**Extracted material:**
----

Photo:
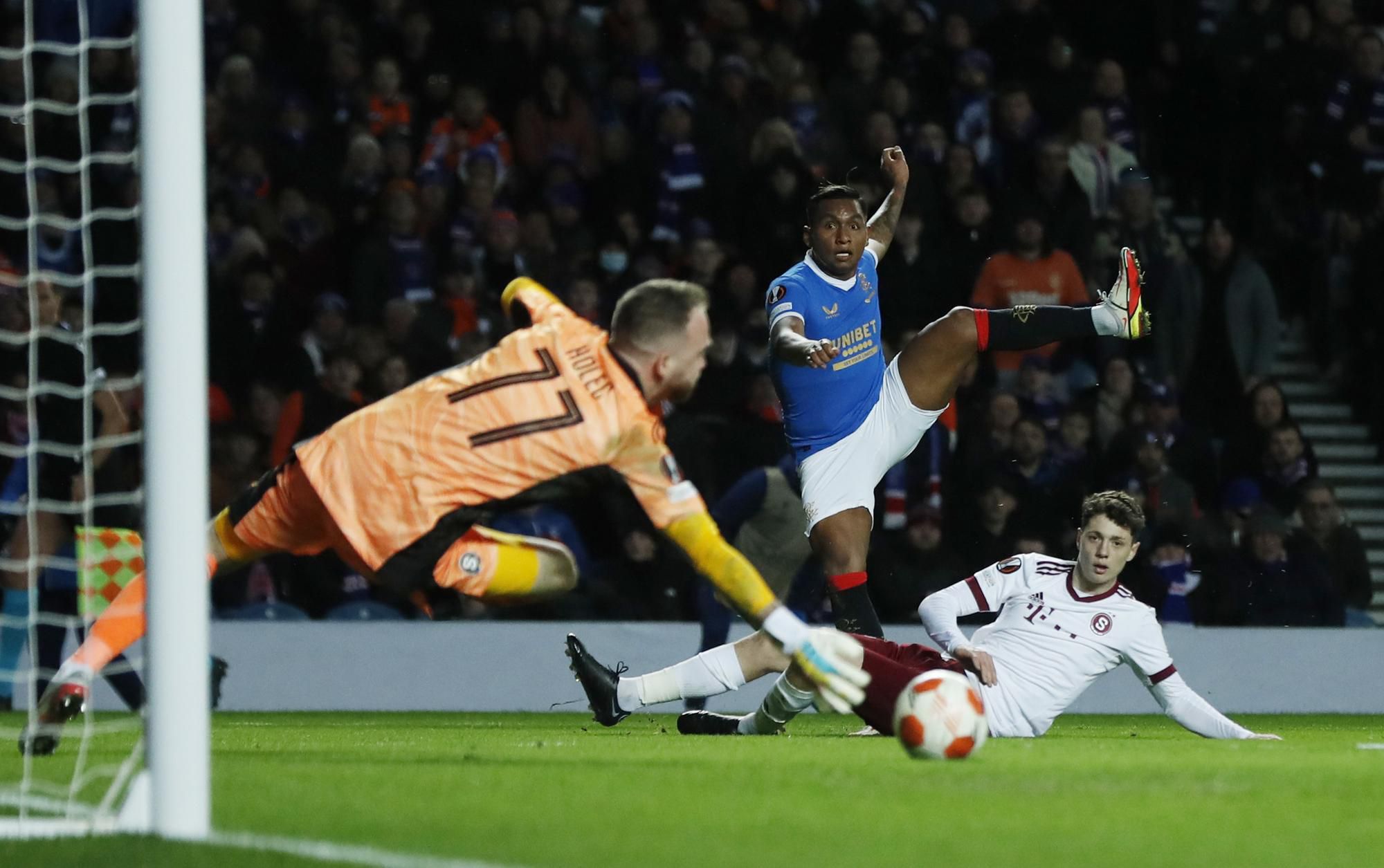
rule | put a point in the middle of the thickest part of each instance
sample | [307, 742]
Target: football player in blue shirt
[848, 415]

----

**Your instructions:** Pictures in the records above are to be left out of an otherwise exact copy.

**Solution to this problem:**
Photo:
rule | put a point in the middle of the thickest part of each instance
sample | [307, 742]
Target: football player in blue shirt
[848, 415]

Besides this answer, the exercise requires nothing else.